Exercise requirements:
Pull every line holding the word "green" out of the data and copy it.

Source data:
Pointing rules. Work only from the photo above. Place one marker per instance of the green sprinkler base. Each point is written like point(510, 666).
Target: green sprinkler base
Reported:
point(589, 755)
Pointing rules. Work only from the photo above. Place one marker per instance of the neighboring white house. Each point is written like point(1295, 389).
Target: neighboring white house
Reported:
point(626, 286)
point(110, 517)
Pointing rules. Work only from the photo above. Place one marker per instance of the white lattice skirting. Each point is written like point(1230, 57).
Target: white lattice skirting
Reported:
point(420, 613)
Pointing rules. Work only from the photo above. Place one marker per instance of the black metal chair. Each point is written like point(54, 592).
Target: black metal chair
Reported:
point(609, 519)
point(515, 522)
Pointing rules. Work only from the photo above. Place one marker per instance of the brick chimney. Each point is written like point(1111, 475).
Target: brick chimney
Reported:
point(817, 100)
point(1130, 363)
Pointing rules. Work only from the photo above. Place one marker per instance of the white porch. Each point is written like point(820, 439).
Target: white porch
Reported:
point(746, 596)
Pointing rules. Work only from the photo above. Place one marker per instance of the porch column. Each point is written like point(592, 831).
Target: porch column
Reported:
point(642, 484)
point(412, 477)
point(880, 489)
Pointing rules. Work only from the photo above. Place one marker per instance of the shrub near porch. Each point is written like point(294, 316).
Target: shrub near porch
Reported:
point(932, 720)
--
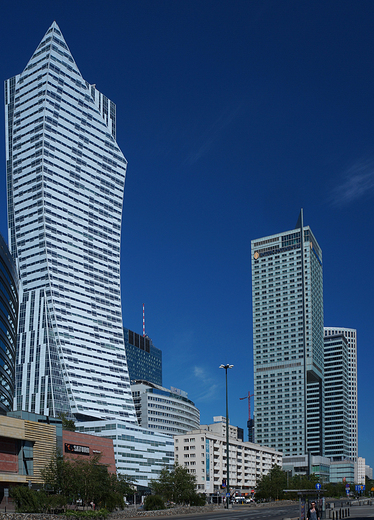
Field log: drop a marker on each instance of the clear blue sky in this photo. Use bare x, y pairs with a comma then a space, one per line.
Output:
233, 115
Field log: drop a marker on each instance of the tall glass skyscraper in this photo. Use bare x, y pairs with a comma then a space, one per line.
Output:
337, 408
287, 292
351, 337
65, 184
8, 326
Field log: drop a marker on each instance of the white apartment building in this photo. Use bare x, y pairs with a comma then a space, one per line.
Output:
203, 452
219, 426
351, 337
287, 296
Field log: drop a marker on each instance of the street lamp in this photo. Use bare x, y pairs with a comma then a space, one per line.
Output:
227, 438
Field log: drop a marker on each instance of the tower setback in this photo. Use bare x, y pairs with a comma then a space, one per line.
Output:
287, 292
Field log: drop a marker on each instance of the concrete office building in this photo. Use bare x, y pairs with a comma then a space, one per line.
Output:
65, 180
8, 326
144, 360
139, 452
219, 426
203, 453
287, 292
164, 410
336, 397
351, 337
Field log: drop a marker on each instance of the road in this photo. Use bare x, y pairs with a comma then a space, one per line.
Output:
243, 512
...
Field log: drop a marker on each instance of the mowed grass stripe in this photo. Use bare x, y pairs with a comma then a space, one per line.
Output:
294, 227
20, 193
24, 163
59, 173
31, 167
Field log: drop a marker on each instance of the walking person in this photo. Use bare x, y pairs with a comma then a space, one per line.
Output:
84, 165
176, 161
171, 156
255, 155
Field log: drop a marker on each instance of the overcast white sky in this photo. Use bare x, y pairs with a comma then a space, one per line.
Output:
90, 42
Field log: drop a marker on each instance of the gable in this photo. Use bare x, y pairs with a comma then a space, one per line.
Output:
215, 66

Answer section:
Pointing rules. Work only from the photo above. Place one marker per instance of the green sprinkler base. Each point is written like point(510, 666).
Target: green sprinkler base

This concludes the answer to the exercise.